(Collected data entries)
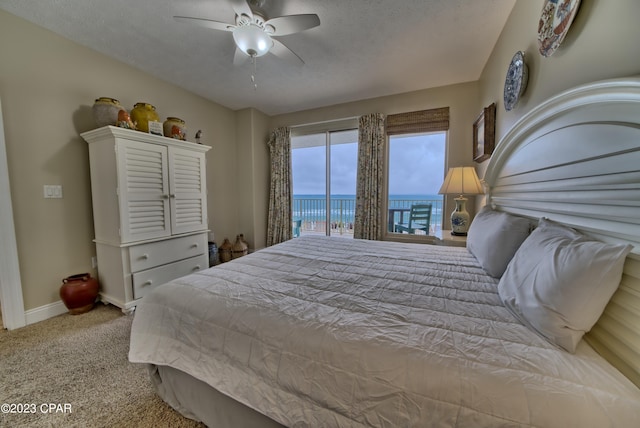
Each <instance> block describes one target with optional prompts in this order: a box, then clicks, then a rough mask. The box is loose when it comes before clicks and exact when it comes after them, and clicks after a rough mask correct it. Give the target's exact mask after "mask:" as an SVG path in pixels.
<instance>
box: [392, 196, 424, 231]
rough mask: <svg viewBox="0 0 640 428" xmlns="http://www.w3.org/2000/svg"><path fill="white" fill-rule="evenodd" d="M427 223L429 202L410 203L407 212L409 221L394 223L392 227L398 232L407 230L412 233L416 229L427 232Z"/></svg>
mask: <svg viewBox="0 0 640 428" xmlns="http://www.w3.org/2000/svg"><path fill="white" fill-rule="evenodd" d="M429 223H431V204H414V205H411V211H410V212H409V223H396V224H395V225H394V229H395V231H396V232H398V233H404V232H407V233H409V234H412V235H414V234H415V233H416V230H423V231H424V232H425V233H426V234H427V235H428V234H429Z"/></svg>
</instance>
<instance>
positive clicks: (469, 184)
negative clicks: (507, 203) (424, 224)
mask: <svg viewBox="0 0 640 428" xmlns="http://www.w3.org/2000/svg"><path fill="white" fill-rule="evenodd" d="M438 193H439V194H451V193H453V194H456V195H460V196H459V197H457V198H455V199H454V201H455V202H456V209H455V210H453V212H452V213H451V234H452V235H458V236H467V231H468V230H469V225H470V224H471V217H470V216H469V213H468V212H467V205H466V204H467V198H465V197H464V196H463V195H464V194H467V195H479V194H481V193H484V189H483V188H482V184H480V180H479V179H478V174H476V170H475V168H473V167H471V166H458V167H455V168H449V171H448V172H447V176H446V177H445V178H444V183H442V186H441V187H440V191H439V192H438Z"/></svg>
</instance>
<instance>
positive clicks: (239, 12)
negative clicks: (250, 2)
mask: <svg viewBox="0 0 640 428" xmlns="http://www.w3.org/2000/svg"><path fill="white" fill-rule="evenodd" d="M231 7H233V10H234V12H235V13H236V15H238V16H241V15H247V16H248V17H249V18H253V11H252V10H251V7H249V3H247V1H246V0H231Z"/></svg>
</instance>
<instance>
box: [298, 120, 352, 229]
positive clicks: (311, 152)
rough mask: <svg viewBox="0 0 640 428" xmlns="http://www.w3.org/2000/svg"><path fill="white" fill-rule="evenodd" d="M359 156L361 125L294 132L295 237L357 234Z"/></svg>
mask: <svg viewBox="0 0 640 428" xmlns="http://www.w3.org/2000/svg"><path fill="white" fill-rule="evenodd" d="M357 159H358V130H357V129H348V130H339V131H325V132H315V133H310V134H306V135H298V136H295V135H294V136H292V138H291V163H292V171H293V221H294V224H293V228H294V230H293V234H294V237H295V236H299V235H305V234H320V235H327V236H342V237H348V238H352V237H353V221H354V214H355V194H356V171H357Z"/></svg>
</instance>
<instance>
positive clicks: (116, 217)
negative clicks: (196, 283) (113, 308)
mask: <svg viewBox="0 0 640 428" xmlns="http://www.w3.org/2000/svg"><path fill="white" fill-rule="evenodd" d="M81 135H82V138H84V140H85V141H86V142H87V143H88V144H89V162H90V167H91V193H92V200H93V224H94V229H95V243H96V253H97V259H98V280H99V281H100V298H101V300H102V301H103V302H108V303H111V304H113V305H116V306H118V307H120V308H122V310H123V312H129V311H131V310H133V309H134V308H135V306H136V303H137V301H138V299H140V298H142V297H143V296H144V295H145V294H146V293H148V292H149V291H150V290H152V289H153V288H154V287H157V286H158V285H160V284H164V283H166V282H168V281H170V280H172V279H175V278H179V277H181V276H184V275H187V274H189V273H192V272H195V271H198V270H200V269H205V268H208V267H209V261H208V245H207V230H208V226H207V191H206V171H205V163H206V162H205V153H206V152H207V150H209V149H210V147H208V146H202V145H199V144H195V143H190V142H185V141H179V140H174V139H171V138H166V137H162V136H157V135H152V134H147V133H143V132H139V131H133V130H130V129H123V128H117V127H114V126H105V127H103V128H98V129H95V130H92V131H89V132H85V133H83V134H81Z"/></svg>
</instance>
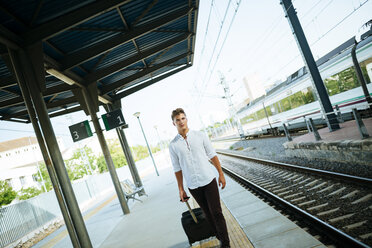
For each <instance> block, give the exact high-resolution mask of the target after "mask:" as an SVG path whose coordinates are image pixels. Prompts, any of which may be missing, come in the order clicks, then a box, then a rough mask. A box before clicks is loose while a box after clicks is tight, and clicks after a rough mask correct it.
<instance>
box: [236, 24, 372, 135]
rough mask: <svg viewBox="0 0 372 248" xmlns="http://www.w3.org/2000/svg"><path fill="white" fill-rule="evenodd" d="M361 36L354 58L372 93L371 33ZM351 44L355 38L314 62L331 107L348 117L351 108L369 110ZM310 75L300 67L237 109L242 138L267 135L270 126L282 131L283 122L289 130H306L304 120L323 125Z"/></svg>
mask: <svg viewBox="0 0 372 248" xmlns="http://www.w3.org/2000/svg"><path fill="white" fill-rule="evenodd" d="M363 36H364V37H366V38H364V39H363V40H362V41H361V42H360V43H359V44H358V46H357V50H356V55H357V59H358V61H359V64H360V67H361V69H362V72H363V76H364V78H365V80H366V83H367V88H368V90H369V92H370V94H371V92H372V84H371V81H372V30H370V31H369V32H367V33H366V34H364V35H363ZM353 45H354V37H353V38H351V39H350V40H348V41H346V42H345V43H343V44H342V45H340V46H339V47H337V48H336V49H334V50H333V51H331V52H330V53H328V54H326V55H325V56H323V57H322V58H320V59H319V60H318V61H317V65H318V68H319V71H320V74H321V76H322V79H323V82H324V84H325V86H326V89H327V91H328V94H329V96H330V100H331V103H332V105H333V106H334V107H335V106H336V105H338V106H339V108H340V110H341V112H342V114H343V116H351V115H350V112H351V111H352V108H357V109H366V108H368V103H367V102H366V101H365V97H364V93H363V90H362V87H361V86H360V83H359V81H358V79H357V76H356V72H355V70H354V66H353V62H352V57H351V49H352V47H353ZM309 76H310V75H309V73H307V70H306V68H305V67H303V68H301V69H300V70H298V71H296V72H295V73H293V74H292V75H291V76H289V77H288V78H287V80H286V81H285V82H282V83H280V84H279V85H277V86H275V87H274V88H272V89H271V90H269V91H268V92H267V93H266V95H265V96H262V97H260V98H257V99H255V100H254V101H253V102H251V103H250V104H248V105H247V106H245V107H244V108H242V109H240V110H239V111H238V112H237V115H238V118H239V119H240V122H241V124H242V126H243V129H244V132H245V135H250V134H256V133H266V132H269V130H270V129H271V127H272V128H273V129H274V130H282V125H283V123H289V124H290V127H291V126H292V127H301V126H304V127H306V125H305V122H304V118H313V119H314V120H317V123H320V122H323V123H324V118H323V116H322V114H321V112H320V105H319V102H318V100H317V97H316V94H315V92H314V88H313V85H312V82H311V80H310V78H309ZM270 125H271V127H270Z"/></svg>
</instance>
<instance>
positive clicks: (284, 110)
mask: <svg viewBox="0 0 372 248" xmlns="http://www.w3.org/2000/svg"><path fill="white" fill-rule="evenodd" d="M280 106H281V107H282V111H283V112H284V111H287V110H290V109H291V103H290V102H289V97H286V98H284V99H282V100H280Z"/></svg>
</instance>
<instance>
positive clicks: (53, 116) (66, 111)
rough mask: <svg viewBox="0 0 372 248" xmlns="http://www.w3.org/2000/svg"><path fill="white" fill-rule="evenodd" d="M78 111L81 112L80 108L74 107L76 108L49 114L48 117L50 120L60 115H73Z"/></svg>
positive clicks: (64, 110)
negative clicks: (51, 113)
mask: <svg viewBox="0 0 372 248" xmlns="http://www.w3.org/2000/svg"><path fill="white" fill-rule="evenodd" d="M80 110H83V109H82V108H81V106H76V107H72V108H69V109H65V110H62V111H58V112H54V113H52V114H50V115H49V117H50V118H52V117H57V116H61V115H66V114H70V113H74V112H77V111H80Z"/></svg>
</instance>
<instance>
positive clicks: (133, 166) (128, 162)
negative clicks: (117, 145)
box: [106, 100, 145, 195]
mask: <svg viewBox="0 0 372 248" xmlns="http://www.w3.org/2000/svg"><path fill="white" fill-rule="evenodd" d="M114 108H116V109H118V108H121V102H120V100H118V101H115V102H113V104H112V105H111V104H110V105H107V108H106V111H107V110H108V111H113V110H114ZM108 111H107V112H108ZM116 133H117V134H118V137H119V141H120V145H121V148H122V149H123V152H124V155H125V158H126V160H127V162H128V167H129V171H130V173H131V175H132V178H133V182H134V184H135V185H136V186H137V187H138V188H139V187H142V186H143V184H142V181H141V178H140V176H139V174H138V170H137V167H136V164H135V162H134V159H133V156H132V152H131V150H130V147H129V144H128V141H127V138H126V136H125V133H124V130H123V129H122V128H121V127H118V128H116ZM144 194H145V189H142V191H141V193H140V195H144Z"/></svg>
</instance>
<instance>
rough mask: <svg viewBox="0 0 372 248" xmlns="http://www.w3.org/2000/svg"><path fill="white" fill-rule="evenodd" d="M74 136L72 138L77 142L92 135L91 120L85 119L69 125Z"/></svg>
mask: <svg viewBox="0 0 372 248" xmlns="http://www.w3.org/2000/svg"><path fill="white" fill-rule="evenodd" d="M68 128H69V129H70V133H71V136H72V140H73V141H74V142H77V141H79V140H82V139H85V138H88V137H90V136H92V135H93V134H92V130H91V129H90V126H89V122H88V121H83V122H80V123H77V124H74V125H72V126H69V127H68Z"/></svg>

# [Work request]
Lay out everything from the start of the listing down to the line containing "box: [392, 196, 424, 231]" as a numbered list, with blank lines skipped. Leave the pictures out.

# [Task result]
1. Each <instance> block describes one target with optional prompts in this order: a box, then clicks, then a rough mask. The box is loose when it comes before clicks and exact when it comes after them, and clicks after a rough mask correct it. Give the target's exact mask after "mask:" as an SVG path in pixels.
2. <instance>
3. box: [392, 196, 424, 231]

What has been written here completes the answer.